(Contour labeling data)
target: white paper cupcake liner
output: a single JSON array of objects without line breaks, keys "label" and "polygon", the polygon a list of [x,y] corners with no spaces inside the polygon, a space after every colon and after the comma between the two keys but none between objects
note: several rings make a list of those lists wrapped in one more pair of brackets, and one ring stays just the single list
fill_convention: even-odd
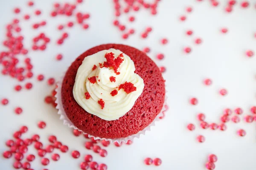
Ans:
[{"label": "white paper cupcake liner", "polygon": [[[87,134],[87,133],[84,133],[81,130],[80,130],[80,129],[78,129],[77,127],[76,127],[71,122],[71,121],[70,121],[69,119],[67,117],[66,114],[66,113],[65,113],[65,111],[64,110],[64,109],[63,108],[63,106],[62,105],[62,102],[61,102],[61,86],[62,85],[62,81],[63,80],[64,77],[64,76],[62,76],[60,79],[61,80],[57,82],[57,88],[55,90],[57,93],[55,96],[55,97],[56,97],[56,101],[55,101],[55,102],[57,104],[56,108],[58,110],[58,114],[60,115],[60,119],[61,120],[63,120],[63,124],[64,125],[67,125],[67,126],[70,128],[73,128],[75,129],[77,129],[78,130],[83,133],[84,134]],[[151,127],[155,125],[156,121],[158,121],[163,119],[164,117],[165,112],[166,112],[168,109],[168,106],[166,103],[167,98],[167,97],[166,96],[166,97],[165,99],[164,104],[163,106],[162,110],[161,110],[159,114],[157,115],[157,116],[156,117],[154,121],[152,122],[151,122],[150,124],[149,124],[148,126],[145,128],[143,130],[139,131],[136,134],[133,134],[132,135],[130,136],[125,138],[122,138],[115,139],[102,138],[99,137],[95,137],[92,135],[90,135],[88,134],[88,136],[89,137],[93,137],[95,139],[105,140],[106,141],[109,141],[111,143],[113,143],[115,142],[117,142],[119,144],[121,143],[121,142],[122,142],[126,143],[127,141],[128,141],[128,140],[131,140],[131,141],[133,142],[133,140],[134,138],[140,138],[140,137],[141,135],[145,134],[146,131],[150,131]]]}]

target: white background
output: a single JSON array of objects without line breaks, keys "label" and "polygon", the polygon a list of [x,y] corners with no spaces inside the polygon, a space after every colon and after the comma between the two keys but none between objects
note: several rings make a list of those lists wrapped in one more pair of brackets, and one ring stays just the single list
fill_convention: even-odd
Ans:
[{"label": "white background", "polygon": [[[51,170],[79,169],[83,156],[88,153],[92,154],[94,160],[98,162],[106,163],[108,169],[111,170],[205,170],[204,164],[210,153],[215,153],[218,157],[215,164],[216,170],[256,169],[255,122],[250,124],[244,123],[243,120],[238,124],[229,122],[226,131],[214,131],[200,128],[196,119],[197,113],[203,112],[206,114],[207,122],[219,122],[222,110],[227,107],[233,109],[241,107],[245,114],[249,114],[252,105],[256,105],[256,58],[248,58],[244,54],[247,49],[256,52],[256,38],[253,36],[256,32],[256,9],[253,1],[250,1],[249,7],[244,9],[240,6],[241,1],[238,0],[239,3],[236,5],[233,11],[227,14],[224,8],[227,0],[220,1],[220,5],[214,7],[209,0],[199,2],[195,0],[162,0],[157,8],[158,13],[155,16],[150,15],[150,11],[143,8],[133,13],[136,18],[134,23],[127,22],[131,13],[121,17],[122,23],[128,24],[126,24],[128,27],[134,28],[136,31],[135,35],[123,40],[121,37],[121,33],[112,24],[114,19],[112,1],[86,0],[79,6],[78,8],[90,14],[88,20],[90,29],[84,30],[77,25],[72,28],[67,28],[70,36],[60,46],[56,45],[56,41],[62,33],[56,28],[68,21],[74,21],[74,17],[70,19],[66,17],[51,17],[49,14],[55,2],[51,0],[35,1],[34,7],[29,8],[26,5],[26,1],[0,1],[1,41],[5,38],[5,26],[15,17],[14,7],[21,8],[22,14],[19,15],[20,17],[25,13],[32,14],[35,9],[42,11],[40,17],[32,14],[29,21],[22,20],[20,23],[25,37],[24,45],[27,48],[31,48],[32,39],[39,33],[44,32],[51,38],[45,51],[30,51],[29,55],[34,66],[35,75],[43,74],[46,79],[50,76],[58,79],[78,55],[99,44],[123,43],[140,49],[148,46],[151,50],[149,56],[158,65],[167,68],[163,76],[166,80],[170,109],[165,119],[157,122],[156,126],[145,136],[135,139],[130,146],[108,147],[108,156],[102,158],[92,151],[85,149],[83,146],[84,138],[73,136],[71,129],[63,125],[59,120],[56,110],[44,103],[44,97],[49,94],[54,88],[47,85],[46,79],[38,82],[34,76],[31,80],[33,84],[31,90],[23,89],[22,91],[17,92],[13,88],[18,83],[17,81],[1,76],[0,99],[7,97],[10,102],[7,106],[0,105],[1,153],[7,149],[5,141],[12,138],[12,133],[21,125],[25,125],[28,126],[29,131],[24,136],[29,137],[37,133],[46,144],[48,136],[54,134],[69,146],[68,153],[61,153],[59,161],[54,162],[51,161],[50,155],[47,155],[50,160],[47,168]],[[192,7],[193,11],[187,14],[185,8],[189,6]],[[179,20],[183,14],[186,14],[187,17],[184,22]],[[38,30],[32,29],[33,23],[43,20],[47,22],[46,26]],[[152,27],[153,31],[148,38],[142,39],[140,35],[148,26]],[[226,34],[220,31],[224,27],[228,29]],[[189,28],[194,31],[191,37],[185,34]],[[166,37],[169,42],[163,45],[160,43],[160,40]],[[201,45],[194,43],[198,37],[202,39]],[[182,51],[188,45],[192,48],[189,54]],[[0,49],[4,49],[1,45]],[[63,54],[64,59],[57,61],[55,57],[60,52]],[[162,61],[155,60],[156,54],[159,52],[165,55]],[[212,85],[206,87],[203,85],[202,81],[206,77],[212,80]],[[222,88],[228,91],[224,97],[218,93]],[[197,105],[189,104],[189,99],[192,96],[198,99]],[[13,111],[17,106],[20,106],[23,110],[19,116]],[[47,122],[45,129],[38,128],[37,123],[39,120]],[[186,128],[186,125],[190,122],[196,125],[193,132]],[[240,128],[246,130],[245,136],[241,137],[236,134]],[[195,139],[198,134],[205,136],[206,140],[204,143],[197,142]],[[79,159],[74,159],[71,157],[70,153],[73,150],[80,151],[81,156]],[[29,148],[29,152],[37,155],[33,147]],[[159,157],[163,163],[158,167],[153,165],[147,166],[143,162],[146,157]],[[12,169],[13,161],[13,158],[6,159],[0,157],[0,169]],[[32,163],[32,167],[35,170],[43,169],[38,156]]]}]

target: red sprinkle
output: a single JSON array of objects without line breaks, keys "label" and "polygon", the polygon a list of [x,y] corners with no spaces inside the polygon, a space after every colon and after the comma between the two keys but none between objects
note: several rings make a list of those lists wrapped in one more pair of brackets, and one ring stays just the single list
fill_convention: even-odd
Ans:
[{"label": "red sprinkle", "polygon": [[90,94],[88,92],[84,93],[84,95],[85,96],[85,99],[88,99],[90,97]]},{"label": "red sprinkle", "polygon": [[112,96],[115,96],[118,93],[118,91],[116,90],[114,90],[110,93],[110,94],[111,94]]},{"label": "red sprinkle", "polygon": [[96,82],[96,76],[93,76],[91,77],[89,77],[88,78],[89,81],[91,82],[91,83],[94,84]]},{"label": "red sprinkle", "polygon": [[133,91],[135,91],[137,90],[137,88],[134,86],[134,85],[131,82],[125,82],[124,83],[122,84],[119,85],[118,90],[123,89],[125,92],[127,94],[129,94]]},{"label": "red sprinkle", "polygon": [[102,109],[103,109],[105,107],[105,102],[104,102],[102,99],[100,99],[98,101],[98,103],[102,107]]},{"label": "red sprinkle", "polygon": [[94,70],[95,70],[96,68],[97,68],[97,66],[96,66],[96,65],[93,65],[93,68],[92,68],[92,69],[93,70],[93,71]]}]

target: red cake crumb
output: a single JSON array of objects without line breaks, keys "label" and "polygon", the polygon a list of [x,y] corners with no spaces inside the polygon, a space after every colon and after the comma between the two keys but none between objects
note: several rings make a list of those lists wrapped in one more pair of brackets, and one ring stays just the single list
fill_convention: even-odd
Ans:
[{"label": "red cake crumb", "polygon": [[107,61],[105,61],[103,63],[103,67],[107,68],[108,67],[111,68],[114,70],[114,71],[116,75],[119,75],[120,72],[117,72],[117,69],[124,61],[124,59],[122,59],[119,56],[115,59],[114,55],[114,54],[112,52],[106,53],[105,58],[107,60]]},{"label": "red cake crumb", "polygon": [[96,76],[93,76],[91,77],[89,77],[88,78],[88,79],[91,83],[94,84],[96,82]]},{"label": "red cake crumb", "polygon": [[113,76],[111,76],[110,77],[109,77],[109,79],[111,82],[116,82],[116,77]]},{"label": "red cake crumb", "polygon": [[105,107],[105,102],[102,100],[102,99],[99,99],[99,101],[98,101],[98,103],[102,107],[102,109],[103,109]]},{"label": "red cake crumb", "polygon": [[93,67],[92,68],[93,71],[95,70],[96,68],[97,68],[97,66],[96,66],[96,65],[93,65]]},{"label": "red cake crumb", "polygon": [[90,99],[90,95],[89,92],[84,93],[84,95],[85,96],[85,99]]},{"label": "red cake crumb", "polygon": [[134,86],[133,84],[131,82],[125,82],[124,83],[119,85],[118,90],[120,90],[121,88],[124,89],[124,91],[126,92],[127,94],[129,94],[137,90],[137,88]]},{"label": "red cake crumb", "polygon": [[111,94],[112,96],[115,96],[116,94],[117,94],[117,93],[118,93],[118,92],[116,90],[114,90],[113,91],[111,92],[110,94]]}]

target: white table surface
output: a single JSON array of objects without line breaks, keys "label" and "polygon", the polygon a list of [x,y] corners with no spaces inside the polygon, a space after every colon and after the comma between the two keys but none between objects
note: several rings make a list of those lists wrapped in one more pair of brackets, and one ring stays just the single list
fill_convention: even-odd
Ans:
[{"label": "white table surface", "polygon": [[[242,120],[237,124],[229,122],[226,131],[213,131],[199,128],[196,119],[197,113],[203,112],[206,114],[207,121],[218,122],[223,110],[227,107],[233,109],[241,107],[245,114],[249,114],[251,106],[256,105],[256,58],[255,56],[249,58],[244,54],[247,49],[256,52],[256,38],[253,36],[256,32],[256,9],[253,3],[255,3],[255,1],[249,1],[250,6],[244,9],[240,6],[241,0],[238,0],[239,3],[235,5],[232,12],[227,14],[224,9],[227,0],[220,0],[221,2],[219,6],[214,7],[210,5],[209,1],[206,0],[201,2],[195,0],[162,0],[159,3],[158,13],[155,16],[150,15],[149,11],[143,9],[133,13],[136,18],[134,23],[127,22],[130,14],[121,17],[122,23],[128,24],[126,25],[129,28],[134,28],[136,31],[135,35],[127,40],[121,38],[121,33],[112,24],[114,19],[112,0],[85,1],[78,8],[81,11],[90,14],[88,20],[90,28],[84,30],[76,25],[71,29],[67,29],[70,36],[63,45],[59,46],[55,41],[61,33],[57,30],[57,26],[69,20],[74,21],[75,17],[67,19],[66,17],[50,17],[49,13],[55,1],[35,0],[33,8],[26,6],[26,1],[0,1],[1,41],[4,38],[5,26],[15,16],[13,12],[15,7],[21,8],[23,14],[20,14],[20,17],[25,13],[32,14],[35,9],[42,11],[40,17],[33,15],[29,21],[23,21],[21,23],[26,47],[31,47],[32,38],[39,32],[45,33],[51,40],[45,51],[30,51],[29,53],[34,66],[34,75],[43,74],[45,76],[43,82],[37,81],[34,76],[31,80],[34,85],[31,90],[24,88],[17,92],[13,88],[15,85],[19,84],[16,80],[0,76],[0,99],[7,97],[9,100],[8,105],[0,105],[1,154],[8,148],[5,141],[12,138],[12,133],[25,125],[29,128],[25,136],[37,133],[42,142],[46,144],[48,136],[54,134],[69,146],[68,153],[61,153],[61,159],[57,162],[51,161],[50,154],[47,156],[50,161],[47,167],[50,170],[79,169],[79,163],[86,154],[92,154],[98,162],[106,163],[108,169],[111,170],[205,170],[204,165],[209,153],[218,156],[216,170],[256,169],[255,122],[248,124]],[[189,6],[192,7],[193,11],[187,14],[185,8]],[[186,14],[187,19],[181,22],[179,17],[183,14]],[[32,23],[44,19],[47,22],[46,26],[38,30],[31,28]],[[153,31],[148,38],[142,39],[140,34],[148,26],[152,27]],[[225,34],[220,32],[224,27],[228,29]],[[194,31],[191,37],[185,34],[189,28]],[[198,37],[202,39],[200,45],[194,42]],[[163,45],[159,42],[162,37],[168,39],[167,45]],[[112,145],[106,149],[108,156],[102,158],[92,150],[85,149],[84,138],[75,137],[71,129],[63,125],[59,120],[56,110],[45,104],[44,100],[53,88],[53,86],[47,85],[48,78],[59,78],[71,62],[88,48],[111,42],[125,44],[140,49],[145,46],[151,48],[149,56],[158,65],[167,68],[163,76],[166,80],[170,109],[166,117],[157,122],[156,126],[146,135],[139,139],[135,139],[130,146],[124,145],[117,148]],[[182,51],[186,46],[192,48],[192,52],[189,54]],[[1,45],[0,50],[4,49]],[[57,61],[55,57],[60,52],[63,54],[64,59]],[[162,61],[155,60],[156,54],[159,52],[163,53],[166,57]],[[212,79],[211,86],[206,87],[202,83],[206,77]],[[222,88],[226,88],[228,92],[224,97],[218,93]],[[188,101],[192,96],[198,99],[197,105],[189,104]],[[13,111],[17,106],[20,106],[23,110],[19,116]],[[37,127],[37,123],[39,120],[47,122],[44,129]],[[186,128],[186,125],[190,122],[196,125],[194,131],[189,131]],[[241,137],[236,134],[239,128],[246,130],[245,136]],[[195,140],[198,134],[206,137],[204,143],[198,143]],[[75,159],[71,157],[70,153],[73,150],[80,151],[79,159]],[[32,146],[29,148],[29,152],[36,154]],[[146,166],[143,159],[146,157],[159,157],[163,163],[158,167]],[[43,169],[40,160],[38,156],[31,164],[35,170]],[[0,156],[0,169],[13,169],[13,159],[6,159]]]}]

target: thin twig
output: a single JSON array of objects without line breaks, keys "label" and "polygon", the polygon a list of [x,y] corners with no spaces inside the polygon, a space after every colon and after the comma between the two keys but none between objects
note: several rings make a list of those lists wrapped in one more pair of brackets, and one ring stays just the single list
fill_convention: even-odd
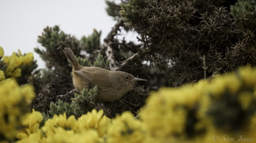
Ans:
[{"label": "thin twig", "polygon": [[103,45],[104,49],[106,49],[105,53],[107,55],[107,60],[110,61],[110,69],[111,70],[114,70],[117,68],[115,60],[111,45],[114,41],[114,36],[117,34],[117,31],[119,30],[119,27],[123,23],[124,21],[121,17],[119,18],[114,27],[112,28],[112,30],[108,33],[107,37],[104,39],[104,43]]},{"label": "thin twig", "polygon": [[124,62],[122,63],[122,64],[121,64],[121,65],[119,67],[117,67],[115,69],[115,70],[121,70],[121,69],[124,67],[127,66],[127,64],[131,63],[133,62],[133,61],[137,61],[137,60],[142,55],[144,55],[144,54],[147,53],[148,50],[148,48],[146,48],[143,49],[139,53],[136,53],[135,54],[132,55],[131,57],[125,60],[125,61],[124,61]]},{"label": "thin twig", "polygon": [[205,55],[204,55],[203,56],[203,69],[204,69],[204,79],[206,78],[206,64],[205,62]]}]

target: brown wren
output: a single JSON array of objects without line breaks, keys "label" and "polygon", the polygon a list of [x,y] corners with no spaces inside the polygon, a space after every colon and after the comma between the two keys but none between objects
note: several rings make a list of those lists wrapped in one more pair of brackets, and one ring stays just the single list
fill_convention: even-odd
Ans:
[{"label": "brown wren", "polygon": [[96,99],[104,102],[113,102],[124,96],[133,87],[137,81],[147,81],[135,77],[121,71],[112,71],[96,67],[81,66],[70,48],[65,48],[63,53],[72,64],[73,84],[76,89],[91,89],[97,86]]}]

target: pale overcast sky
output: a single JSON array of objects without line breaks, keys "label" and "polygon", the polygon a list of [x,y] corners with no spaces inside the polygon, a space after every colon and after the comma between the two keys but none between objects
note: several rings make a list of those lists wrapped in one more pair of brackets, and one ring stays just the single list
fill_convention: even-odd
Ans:
[{"label": "pale overcast sky", "polygon": [[115,23],[106,12],[104,0],[1,0],[0,46],[5,55],[20,49],[33,52],[39,68],[45,63],[34,52],[40,47],[38,36],[47,26],[59,25],[62,30],[80,39],[93,29],[101,30],[101,42]]}]

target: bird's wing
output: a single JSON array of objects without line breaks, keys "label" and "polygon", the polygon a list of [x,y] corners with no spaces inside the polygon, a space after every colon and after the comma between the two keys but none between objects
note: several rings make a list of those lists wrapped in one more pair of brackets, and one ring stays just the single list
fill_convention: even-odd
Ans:
[{"label": "bird's wing", "polygon": [[84,80],[88,81],[92,84],[94,84],[92,82],[92,75],[86,71],[83,70],[74,70],[76,73],[78,74],[79,75],[82,76]]}]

**Work to be completed:** Print the data lines from the one containing "target: pale overcast sky" through the end of the data, with both ends included, without any changes.

**Answer for the task:**
target: pale overcast sky
output: a single JSON array of objects without line breaks, keys "label" and "polygon", the polygon a list of [x,y] corners with no spaces inside the polygon, a space after every colon and after the comma between the two keys but none between objects
note: several rings make a list of those lists wrapped in one more pair of brackets, and one ring stays just the single list
fill_convention: even-odd
Ans:
[{"label": "pale overcast sky", "polygon": [[115,23],[106,12],[104,0],[1,0],[0,46],[5,55],[20,49],[33,52],[39,68],[45,63],[34,52],[40,47],[38,36],[47,26],[59,25],[62,30],[80,39],[93,29],[101,30],[101,42]]}]

target: bird's wing
output: a single JSON array of objects without line breaks, keys "label" and "polygon", the polygon a list of [x,y] corners with no spaces inside the polygon, a space after every colon and after the comma between the two keys but none between objects
note: several rings make a list of those lists wrapped in one more pair of brackets, and one ring stays just the single list
fill_convention: even-odd
Ans:
[{"label": "bird's wing", "polygon": [[84,80],[88,81],[92,84],[94,84],[92,82],[92,75],[86,71],[83,70],[74,70],[76,73],[78,74],[79,75],[82,76]]}]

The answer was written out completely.